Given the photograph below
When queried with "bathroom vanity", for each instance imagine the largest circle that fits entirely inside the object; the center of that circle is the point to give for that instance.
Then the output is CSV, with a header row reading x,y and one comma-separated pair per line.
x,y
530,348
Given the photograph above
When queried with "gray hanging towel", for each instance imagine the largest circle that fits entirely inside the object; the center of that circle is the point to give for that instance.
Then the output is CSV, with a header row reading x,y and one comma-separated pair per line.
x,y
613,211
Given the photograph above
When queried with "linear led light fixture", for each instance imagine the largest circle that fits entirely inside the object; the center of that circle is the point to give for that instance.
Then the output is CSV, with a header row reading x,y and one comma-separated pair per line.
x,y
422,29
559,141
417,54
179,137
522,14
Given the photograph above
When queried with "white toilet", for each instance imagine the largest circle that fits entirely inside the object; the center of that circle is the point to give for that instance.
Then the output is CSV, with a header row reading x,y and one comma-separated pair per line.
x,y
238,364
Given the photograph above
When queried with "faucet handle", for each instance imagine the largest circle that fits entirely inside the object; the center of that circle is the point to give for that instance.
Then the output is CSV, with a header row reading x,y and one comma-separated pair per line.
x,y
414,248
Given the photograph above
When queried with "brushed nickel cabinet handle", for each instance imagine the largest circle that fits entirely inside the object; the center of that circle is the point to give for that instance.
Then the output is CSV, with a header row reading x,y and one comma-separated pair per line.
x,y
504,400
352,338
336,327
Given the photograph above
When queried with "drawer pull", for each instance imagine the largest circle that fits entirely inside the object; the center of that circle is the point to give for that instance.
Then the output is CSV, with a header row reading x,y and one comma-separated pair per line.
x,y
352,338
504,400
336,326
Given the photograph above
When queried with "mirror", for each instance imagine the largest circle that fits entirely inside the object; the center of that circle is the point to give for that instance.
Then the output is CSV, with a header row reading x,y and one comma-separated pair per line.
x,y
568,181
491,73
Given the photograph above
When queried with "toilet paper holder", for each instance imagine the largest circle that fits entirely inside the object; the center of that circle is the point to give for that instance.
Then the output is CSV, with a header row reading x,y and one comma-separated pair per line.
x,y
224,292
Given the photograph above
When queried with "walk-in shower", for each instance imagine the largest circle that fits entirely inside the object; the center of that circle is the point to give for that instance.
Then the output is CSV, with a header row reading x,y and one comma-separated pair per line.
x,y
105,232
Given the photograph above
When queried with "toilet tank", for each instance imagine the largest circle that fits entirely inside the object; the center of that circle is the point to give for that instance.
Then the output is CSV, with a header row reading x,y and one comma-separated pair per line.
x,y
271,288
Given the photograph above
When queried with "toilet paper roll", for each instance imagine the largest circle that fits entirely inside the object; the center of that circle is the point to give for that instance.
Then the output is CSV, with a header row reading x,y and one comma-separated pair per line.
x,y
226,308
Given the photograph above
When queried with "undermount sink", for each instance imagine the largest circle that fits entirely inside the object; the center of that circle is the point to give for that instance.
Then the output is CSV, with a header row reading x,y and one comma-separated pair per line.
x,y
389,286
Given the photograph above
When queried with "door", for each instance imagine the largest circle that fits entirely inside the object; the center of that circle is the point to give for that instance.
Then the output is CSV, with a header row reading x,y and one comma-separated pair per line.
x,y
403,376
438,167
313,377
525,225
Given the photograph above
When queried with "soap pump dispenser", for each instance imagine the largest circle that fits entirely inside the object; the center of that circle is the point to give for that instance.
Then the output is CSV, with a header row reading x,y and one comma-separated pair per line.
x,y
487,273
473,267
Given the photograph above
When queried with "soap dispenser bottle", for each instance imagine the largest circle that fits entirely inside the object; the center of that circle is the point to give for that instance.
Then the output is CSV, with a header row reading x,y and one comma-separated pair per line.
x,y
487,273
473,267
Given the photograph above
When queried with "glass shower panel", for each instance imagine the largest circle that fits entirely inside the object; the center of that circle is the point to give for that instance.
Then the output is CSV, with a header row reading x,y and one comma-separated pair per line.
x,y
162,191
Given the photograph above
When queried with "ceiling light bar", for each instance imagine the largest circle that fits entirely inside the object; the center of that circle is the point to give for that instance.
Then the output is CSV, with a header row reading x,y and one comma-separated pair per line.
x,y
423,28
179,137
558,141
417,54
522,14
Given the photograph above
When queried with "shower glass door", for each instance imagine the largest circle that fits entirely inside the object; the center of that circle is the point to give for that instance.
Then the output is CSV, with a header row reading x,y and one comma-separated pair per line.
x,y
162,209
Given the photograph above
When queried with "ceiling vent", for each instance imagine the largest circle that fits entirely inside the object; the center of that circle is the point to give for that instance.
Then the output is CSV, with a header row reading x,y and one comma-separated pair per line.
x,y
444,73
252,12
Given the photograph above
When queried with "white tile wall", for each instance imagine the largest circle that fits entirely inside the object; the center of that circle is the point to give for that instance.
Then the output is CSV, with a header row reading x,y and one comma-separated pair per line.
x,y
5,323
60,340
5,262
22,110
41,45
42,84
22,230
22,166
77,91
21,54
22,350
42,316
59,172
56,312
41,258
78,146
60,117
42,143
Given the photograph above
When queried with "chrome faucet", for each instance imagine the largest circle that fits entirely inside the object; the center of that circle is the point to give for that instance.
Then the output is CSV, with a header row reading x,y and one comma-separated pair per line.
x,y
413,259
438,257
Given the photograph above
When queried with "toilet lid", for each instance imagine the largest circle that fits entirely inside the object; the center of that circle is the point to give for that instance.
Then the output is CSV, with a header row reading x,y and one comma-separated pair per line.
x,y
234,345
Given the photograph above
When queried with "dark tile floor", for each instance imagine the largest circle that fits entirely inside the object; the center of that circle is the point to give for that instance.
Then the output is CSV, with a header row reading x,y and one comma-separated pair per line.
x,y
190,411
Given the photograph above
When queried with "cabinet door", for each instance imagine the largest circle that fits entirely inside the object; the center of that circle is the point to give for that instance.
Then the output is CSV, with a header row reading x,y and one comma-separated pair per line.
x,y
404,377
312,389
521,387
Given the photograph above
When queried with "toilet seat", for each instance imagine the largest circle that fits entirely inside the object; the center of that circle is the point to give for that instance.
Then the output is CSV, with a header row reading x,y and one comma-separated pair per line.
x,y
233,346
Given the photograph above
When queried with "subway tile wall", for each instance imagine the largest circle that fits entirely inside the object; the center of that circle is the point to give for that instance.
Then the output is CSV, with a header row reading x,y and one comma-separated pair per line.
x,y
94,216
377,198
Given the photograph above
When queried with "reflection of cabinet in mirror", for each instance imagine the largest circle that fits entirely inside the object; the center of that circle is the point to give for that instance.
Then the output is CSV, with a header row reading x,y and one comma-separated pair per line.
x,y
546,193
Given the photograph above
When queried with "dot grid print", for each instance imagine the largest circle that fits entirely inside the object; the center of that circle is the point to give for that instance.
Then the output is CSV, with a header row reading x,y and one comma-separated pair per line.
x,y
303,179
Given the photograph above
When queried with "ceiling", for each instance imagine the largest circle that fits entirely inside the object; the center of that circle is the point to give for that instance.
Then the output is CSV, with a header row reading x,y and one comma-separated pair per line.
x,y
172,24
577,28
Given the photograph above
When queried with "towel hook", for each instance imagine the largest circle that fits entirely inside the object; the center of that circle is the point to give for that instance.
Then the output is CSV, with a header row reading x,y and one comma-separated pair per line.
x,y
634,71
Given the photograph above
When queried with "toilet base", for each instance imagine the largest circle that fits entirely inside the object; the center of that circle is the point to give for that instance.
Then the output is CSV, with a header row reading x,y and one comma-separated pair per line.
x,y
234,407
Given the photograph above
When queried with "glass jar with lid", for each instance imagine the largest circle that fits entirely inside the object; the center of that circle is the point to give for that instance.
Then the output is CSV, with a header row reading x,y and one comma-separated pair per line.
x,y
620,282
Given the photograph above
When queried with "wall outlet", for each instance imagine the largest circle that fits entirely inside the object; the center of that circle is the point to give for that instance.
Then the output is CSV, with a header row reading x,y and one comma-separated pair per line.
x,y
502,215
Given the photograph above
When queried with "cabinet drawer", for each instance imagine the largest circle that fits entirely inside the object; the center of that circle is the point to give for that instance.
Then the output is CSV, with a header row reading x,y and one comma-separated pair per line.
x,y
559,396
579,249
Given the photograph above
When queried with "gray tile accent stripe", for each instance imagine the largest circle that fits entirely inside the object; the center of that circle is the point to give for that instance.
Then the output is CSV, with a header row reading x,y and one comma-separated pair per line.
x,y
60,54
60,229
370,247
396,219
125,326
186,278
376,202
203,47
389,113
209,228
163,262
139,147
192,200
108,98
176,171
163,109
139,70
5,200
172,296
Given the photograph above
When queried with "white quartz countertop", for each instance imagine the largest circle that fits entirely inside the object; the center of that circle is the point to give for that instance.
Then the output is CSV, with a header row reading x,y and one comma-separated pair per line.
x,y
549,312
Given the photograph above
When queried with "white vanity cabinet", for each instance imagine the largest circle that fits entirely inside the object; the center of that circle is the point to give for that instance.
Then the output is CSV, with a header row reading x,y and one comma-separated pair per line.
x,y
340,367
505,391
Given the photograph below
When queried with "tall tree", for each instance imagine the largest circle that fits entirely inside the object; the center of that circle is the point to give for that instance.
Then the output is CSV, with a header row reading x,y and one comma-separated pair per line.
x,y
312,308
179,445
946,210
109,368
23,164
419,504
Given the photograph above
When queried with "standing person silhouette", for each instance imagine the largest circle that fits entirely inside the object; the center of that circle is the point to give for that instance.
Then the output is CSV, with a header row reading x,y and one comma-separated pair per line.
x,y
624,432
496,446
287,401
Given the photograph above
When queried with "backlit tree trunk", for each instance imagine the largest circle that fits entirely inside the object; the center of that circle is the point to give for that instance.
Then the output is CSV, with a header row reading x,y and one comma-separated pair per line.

= = = =

→ **WORK TO DO**
Return every line of the rows above that contains the word "gray".

→ **TASK SOLUTION**
When queried with "gray hanging towel", for each instance imagine the largest circle that fits entirely inside the object; the center of that circle is the point to give for that instance.
When queried with "gray tile accent stripe", for each instance imagine the largest circle that fits entirely inside the object; the center of that circle is the point to give for that instance.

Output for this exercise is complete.